I came across this question in the leckie and leckie higher student book and I am unsure on what to do, can anyone help? I tried to find the sides but then realised it wouldn't work as I am only told the angle.

a=2u+3v where u and v are vectors of unit length inclined at an angle of 60 degrees to each other. By first calculating a.a find the length of the vector a.
Original post by sabrinaclark23
I came across this question in the leckie and leckie higher student book and I am unsure on what to do, can anyone help? I tried to find the sides but then realised it wouldn't work as I am only told the angle.

a=2u+3v where u and v are vectors of unit length inclined at an angle of 60 degrees to each other. By first calculating a.a find the length of the vector a.

u and v are unit length, so you do know two of the triangle's sides and the angle, so can solve for the third side.
Original post by sabrinaclark23
By first calculating a.a find the length of the vector a.

Have you tried this? (2u+3v).(2u+3v)
Original post by RogerOxon
Have you tried this? (2u+3v).(2u+3v)

I wouldnt be able to use the unit lengths to find a side though, nope but i will go and try that! Thank you
Original post by RogerOxon
Have you tried this? (2u+3v).(2u+3v)


I still don't know what to do, could you try and work it out please? Thanks
Original post by sabrinaclark23
I still don't know what to do, could you try and work it out please? Thanks

I can give a little more info, but you really need to think about this and understand it.
☆ ☆ ☆ ☆ ☆ ☆ ☆
- [Problem to work on]: Continue the forum thread about finding the length of the vector a, beginning immediately after its final sentence.

- [Stored data]:
☆ ☆ ☆ ☆ ☆ ☆ ☆
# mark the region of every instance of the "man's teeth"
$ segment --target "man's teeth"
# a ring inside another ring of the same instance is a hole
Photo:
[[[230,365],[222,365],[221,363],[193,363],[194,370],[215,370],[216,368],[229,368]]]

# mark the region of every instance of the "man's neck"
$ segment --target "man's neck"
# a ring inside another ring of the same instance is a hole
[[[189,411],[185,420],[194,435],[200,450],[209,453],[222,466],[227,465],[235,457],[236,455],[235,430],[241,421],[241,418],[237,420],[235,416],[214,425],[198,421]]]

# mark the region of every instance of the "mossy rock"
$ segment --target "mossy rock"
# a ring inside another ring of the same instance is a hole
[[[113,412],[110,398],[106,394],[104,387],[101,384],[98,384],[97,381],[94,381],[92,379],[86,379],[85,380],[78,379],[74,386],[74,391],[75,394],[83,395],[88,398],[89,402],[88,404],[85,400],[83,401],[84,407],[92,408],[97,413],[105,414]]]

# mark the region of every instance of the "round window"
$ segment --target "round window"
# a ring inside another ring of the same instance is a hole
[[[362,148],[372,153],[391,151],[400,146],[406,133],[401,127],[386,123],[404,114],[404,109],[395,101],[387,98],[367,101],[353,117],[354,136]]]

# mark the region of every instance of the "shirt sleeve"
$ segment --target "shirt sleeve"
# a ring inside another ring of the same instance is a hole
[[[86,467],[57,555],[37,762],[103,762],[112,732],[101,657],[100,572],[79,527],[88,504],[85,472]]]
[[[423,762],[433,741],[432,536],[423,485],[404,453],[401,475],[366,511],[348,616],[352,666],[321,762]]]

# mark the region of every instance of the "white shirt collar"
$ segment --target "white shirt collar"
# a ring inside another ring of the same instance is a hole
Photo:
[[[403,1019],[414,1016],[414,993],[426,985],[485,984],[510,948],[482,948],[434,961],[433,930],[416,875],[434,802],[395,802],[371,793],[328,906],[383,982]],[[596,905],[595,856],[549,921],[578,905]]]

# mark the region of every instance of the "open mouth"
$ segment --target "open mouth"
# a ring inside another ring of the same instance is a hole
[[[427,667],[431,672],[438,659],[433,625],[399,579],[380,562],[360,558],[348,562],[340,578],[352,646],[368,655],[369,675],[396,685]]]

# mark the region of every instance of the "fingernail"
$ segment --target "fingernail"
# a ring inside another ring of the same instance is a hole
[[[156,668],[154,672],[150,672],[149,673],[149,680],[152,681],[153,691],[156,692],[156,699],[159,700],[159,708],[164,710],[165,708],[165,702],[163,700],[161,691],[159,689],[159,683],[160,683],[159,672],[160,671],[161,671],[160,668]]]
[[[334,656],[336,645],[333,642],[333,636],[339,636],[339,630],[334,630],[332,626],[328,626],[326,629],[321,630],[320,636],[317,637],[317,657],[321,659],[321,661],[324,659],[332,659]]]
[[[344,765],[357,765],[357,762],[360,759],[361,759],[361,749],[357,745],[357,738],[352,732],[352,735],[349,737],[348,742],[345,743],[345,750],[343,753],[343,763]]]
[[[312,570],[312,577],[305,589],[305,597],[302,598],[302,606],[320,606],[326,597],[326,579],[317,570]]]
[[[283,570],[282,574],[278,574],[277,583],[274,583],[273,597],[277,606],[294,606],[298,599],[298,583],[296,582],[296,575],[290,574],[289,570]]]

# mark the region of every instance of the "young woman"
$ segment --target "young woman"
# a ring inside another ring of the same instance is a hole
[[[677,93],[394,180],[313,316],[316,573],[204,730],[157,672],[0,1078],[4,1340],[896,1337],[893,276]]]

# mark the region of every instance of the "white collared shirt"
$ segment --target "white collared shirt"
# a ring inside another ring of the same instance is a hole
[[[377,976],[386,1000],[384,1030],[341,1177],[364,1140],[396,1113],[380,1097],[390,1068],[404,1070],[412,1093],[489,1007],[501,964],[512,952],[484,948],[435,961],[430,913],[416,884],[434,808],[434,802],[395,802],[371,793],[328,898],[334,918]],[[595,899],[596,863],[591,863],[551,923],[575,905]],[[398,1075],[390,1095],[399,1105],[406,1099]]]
☆ ☆ ☆ ☆ ☆ ☆ ☆
- [Exercise response]:
Expand a.a:

a.a = (2u + 3v).(2u + 3v) = 4u.u + 9v.v + 6u.v + 6v.u = 4u.u + 9v.v + 12u.v

u and v are unit vectors, so you know u.u and v.v
You have the angle between u and v, so can calculate u.v
You can calculate the length of a from a.a
Original post by RogerOxon
I can give a little more info, but you really need to think about this and understand it.

Expand a.a:

a.a = (2u + 3v).(2u + 3v) = 4u.u + 9v.v + 6u.v + 6v.u = 4u.u + 9v.v + 12u.v

u and v are unit vectors, so you know u.u and v.v
You have the angle between u and v, so can calculate u.v
You can calculate the length of a from a.a


Thank you, I managed to do it by subsituting u and v in and then multiplying it by cos 60 and i got the square root of 169 which is 13. Do you think that is right as the answers say square root of 19.
Original post by sabrinaclark23
Thank you, I managed to do it by subsituting u and v in and then multiplying it by cos 60 and i got the square root of 169 which is 13. Do you think that is right as the answers say square root of 19.

I got sqrt(19). Could you post your workings?
Original post by RogerOxon
I got sqrt(19). Could you post your workings?


I seemed to get a different answer this time haha :frown: I've attacted it.
Earlier:
a.a = (2u + 3v).(2u + 3v) = 4u.u + 9v.v + 6u.v + 6v.u = 4u.u + 9v.v + 12u.v

u.u = 1
v.v = 1
u.v = cos(60) = 1/2

Therefore, a.a = 4 + 9 + 12/2 = 19

a.a = |a|^2, so the length of a is sqrt(a.a) = sqrt(19)

You went wrong with the dot products, substituting 2 and 3 for u and v. If there is still an issue, could you explain why you did that?

Edit: When writing vector symbols, I underline them, so that they do not get confused with scalars. I should have done that when I typed them too.
(edited 7 years ago)
Original post by RogerOxon
Earlier:
a.a = (2u + 3v).(2u + 3v) = 4u.u + 9v.v + 6u.v + 6v.u = 4u.u + 9v.v + 12u.v

u.u = 1
v.v = 1
u.v = cos(60) = 1/2

Therefore, a.a = 4 + 9 + 12/2 = 19

a.a = |a|^2, so the length of a is sqrt(a.a) = sqrt(19)

You went wrong with the dot products, substituting 2 and 3 for u and v. If there is still an issue, could you explain why you did that?

Edit: When writing vector symbols, I underline them, so that they do not get confused with scalars. I should have done that when I typed them too.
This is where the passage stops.